EXTRACT TO READ →
* Start *

Yet exports are unlikely to come to the aid of China's car
manufacturers; the world automotive industry already suffers
from overcapacity, and even with cheap labour the cost of
producing cars in China is still relatively expensive. That
said, Chery Automotive has announced ambitious plans to
raise production from 100,000 units in 2004 to 750,000 units
and to develop exports not only to countries like Egypt
and Syria but also to the US and Europe from 2007. However,
as a company with only seven years of automotive experience,
Chery will struggle to succeed in this plan. It will need
to develop new engines that comply with strict US and European
emission standards and new models, establish dealership
networks and compete on price against companies with much
larger production runs and associated economies of scale.

* End *

DATASET →

* Start *

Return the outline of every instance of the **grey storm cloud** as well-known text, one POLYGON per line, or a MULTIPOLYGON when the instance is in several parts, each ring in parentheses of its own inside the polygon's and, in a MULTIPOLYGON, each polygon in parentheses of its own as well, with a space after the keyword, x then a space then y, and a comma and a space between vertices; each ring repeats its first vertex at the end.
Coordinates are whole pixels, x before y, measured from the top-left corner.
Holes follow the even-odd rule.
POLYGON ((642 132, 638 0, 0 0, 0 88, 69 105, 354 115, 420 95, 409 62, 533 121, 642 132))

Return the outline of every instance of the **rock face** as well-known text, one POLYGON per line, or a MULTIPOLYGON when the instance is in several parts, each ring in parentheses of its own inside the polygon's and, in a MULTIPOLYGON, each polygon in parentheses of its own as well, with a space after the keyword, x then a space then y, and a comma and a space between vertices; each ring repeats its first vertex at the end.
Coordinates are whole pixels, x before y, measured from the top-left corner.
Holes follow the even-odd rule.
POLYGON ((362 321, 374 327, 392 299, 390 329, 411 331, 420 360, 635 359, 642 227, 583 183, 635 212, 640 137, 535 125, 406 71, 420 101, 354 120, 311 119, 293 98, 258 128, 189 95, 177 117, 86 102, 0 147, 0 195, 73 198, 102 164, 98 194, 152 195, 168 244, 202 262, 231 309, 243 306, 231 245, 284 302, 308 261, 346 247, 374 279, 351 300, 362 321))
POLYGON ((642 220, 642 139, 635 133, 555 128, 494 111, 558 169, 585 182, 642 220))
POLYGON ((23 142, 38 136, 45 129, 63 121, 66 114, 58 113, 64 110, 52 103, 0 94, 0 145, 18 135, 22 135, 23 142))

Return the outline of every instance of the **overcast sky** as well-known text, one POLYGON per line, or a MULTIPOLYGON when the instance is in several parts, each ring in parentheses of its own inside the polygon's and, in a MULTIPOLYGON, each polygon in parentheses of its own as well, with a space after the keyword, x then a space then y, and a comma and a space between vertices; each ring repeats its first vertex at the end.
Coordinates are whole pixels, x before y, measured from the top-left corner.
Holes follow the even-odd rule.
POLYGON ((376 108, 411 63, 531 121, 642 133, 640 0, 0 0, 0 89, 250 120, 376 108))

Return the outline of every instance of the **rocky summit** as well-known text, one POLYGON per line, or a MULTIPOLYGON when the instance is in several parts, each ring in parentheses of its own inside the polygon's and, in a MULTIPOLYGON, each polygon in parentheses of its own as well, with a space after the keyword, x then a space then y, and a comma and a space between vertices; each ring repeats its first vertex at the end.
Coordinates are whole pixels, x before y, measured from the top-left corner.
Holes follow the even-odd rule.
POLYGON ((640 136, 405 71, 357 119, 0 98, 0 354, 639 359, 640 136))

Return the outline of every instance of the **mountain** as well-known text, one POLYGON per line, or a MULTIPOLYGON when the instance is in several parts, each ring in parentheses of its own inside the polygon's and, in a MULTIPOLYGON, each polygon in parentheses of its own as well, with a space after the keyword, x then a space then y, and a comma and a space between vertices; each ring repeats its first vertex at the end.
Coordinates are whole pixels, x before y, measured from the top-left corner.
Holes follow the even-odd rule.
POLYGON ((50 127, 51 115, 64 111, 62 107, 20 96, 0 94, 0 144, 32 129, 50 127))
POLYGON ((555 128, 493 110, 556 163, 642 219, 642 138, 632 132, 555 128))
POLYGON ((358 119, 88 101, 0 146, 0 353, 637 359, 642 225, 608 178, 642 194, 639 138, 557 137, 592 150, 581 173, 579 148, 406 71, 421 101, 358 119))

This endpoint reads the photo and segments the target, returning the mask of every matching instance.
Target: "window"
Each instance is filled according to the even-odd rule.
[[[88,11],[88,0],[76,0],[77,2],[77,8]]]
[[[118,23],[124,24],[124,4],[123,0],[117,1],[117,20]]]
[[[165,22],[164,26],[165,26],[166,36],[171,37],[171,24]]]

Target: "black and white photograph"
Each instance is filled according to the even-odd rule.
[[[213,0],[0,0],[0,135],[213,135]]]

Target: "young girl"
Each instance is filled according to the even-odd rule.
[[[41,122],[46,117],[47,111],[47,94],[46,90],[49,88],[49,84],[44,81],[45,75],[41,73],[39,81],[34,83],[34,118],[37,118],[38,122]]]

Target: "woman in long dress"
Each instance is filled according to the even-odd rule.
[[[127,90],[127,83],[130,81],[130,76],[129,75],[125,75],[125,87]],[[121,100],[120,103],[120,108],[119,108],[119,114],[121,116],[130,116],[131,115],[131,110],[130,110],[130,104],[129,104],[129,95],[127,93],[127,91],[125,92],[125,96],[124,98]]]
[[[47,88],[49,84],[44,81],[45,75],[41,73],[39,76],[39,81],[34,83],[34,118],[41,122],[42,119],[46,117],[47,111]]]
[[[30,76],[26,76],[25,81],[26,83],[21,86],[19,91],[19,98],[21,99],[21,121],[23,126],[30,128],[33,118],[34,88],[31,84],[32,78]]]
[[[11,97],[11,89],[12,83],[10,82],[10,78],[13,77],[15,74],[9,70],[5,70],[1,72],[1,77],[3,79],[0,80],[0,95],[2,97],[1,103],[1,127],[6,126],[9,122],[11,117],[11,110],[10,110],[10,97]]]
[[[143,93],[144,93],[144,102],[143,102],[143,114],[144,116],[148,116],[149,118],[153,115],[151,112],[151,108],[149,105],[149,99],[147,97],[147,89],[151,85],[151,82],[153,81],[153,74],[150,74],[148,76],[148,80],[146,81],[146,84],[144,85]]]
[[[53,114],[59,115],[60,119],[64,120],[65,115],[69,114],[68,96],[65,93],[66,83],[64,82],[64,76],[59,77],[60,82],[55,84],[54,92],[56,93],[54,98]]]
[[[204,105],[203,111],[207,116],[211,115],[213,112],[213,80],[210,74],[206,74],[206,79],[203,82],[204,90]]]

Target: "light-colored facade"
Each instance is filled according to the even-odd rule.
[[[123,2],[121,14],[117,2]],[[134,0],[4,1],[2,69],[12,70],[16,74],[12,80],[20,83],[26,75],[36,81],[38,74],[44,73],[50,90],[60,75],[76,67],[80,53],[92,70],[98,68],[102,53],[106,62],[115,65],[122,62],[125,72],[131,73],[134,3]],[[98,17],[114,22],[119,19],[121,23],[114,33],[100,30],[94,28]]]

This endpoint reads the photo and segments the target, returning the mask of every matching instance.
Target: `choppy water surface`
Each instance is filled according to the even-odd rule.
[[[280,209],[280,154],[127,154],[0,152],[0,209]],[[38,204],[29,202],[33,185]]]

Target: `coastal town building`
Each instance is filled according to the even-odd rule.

* End *

DIRECTIONS →
1) Please answer these questions about the passage on China's car exports:
(a) What does the world automotive industry already suffer from?
(b) How many units did Chery Automotive produce in 2004?
(c) How many years of automotive experience does Chery have?
2) Pick up the passage on China's car exports after its last sentence and write a continuation of a paragraph or so.

THE RESULTS →
1)
(a) Overcapacity.
(b) 100,000 units.
(c) Seven years.

2)
Car demand in India will continue to grow robustly
Indian automotive demand has grown rapidly over the last
year or so, with passenger-vehicle sales up by 27% to 900,000
units in financial year 2003/04, and commercial vehicle
sales rising over 44% to 260,000. Whereas China slowed sharply
in 2004, India became the fastest-growing major car market
in the world last year, expanding by 24%. In calendar 2004
passenger-car sales exceeded 1m units for the first time
as the previous year's bumper harvest raised incomes, and
interest rates fell to 30-year lows, allowing attractive
finance deals. In addition, the duty on passenger cars and
multi-utility vehicles (MUVs) was halved and import duties,
although high by world standards, have been reduced. European
and US manufacturers have been slow to develop a large presence
in India, with the market dominated by Maruti (owned by
Suzuki) and a domestic firm, Tata, with a combined market
share of more than 60%. Indian roads remain dominated by
scooters and motorbikes (6m sold in 2004), but as incomes
rise Indians will increasingly aspire to own cars. At six
cars per 1,000 population, there is huge potential for car
sales growth, provided income levels continue to rise from
their relatively low levels. We forecast that the stock
of cars will increase to around ten per 1,000 population
in 2009 as sales grow by 28% in fiscal 2004/05, 18% in 2005/06
and by almost 10% a year thereafter.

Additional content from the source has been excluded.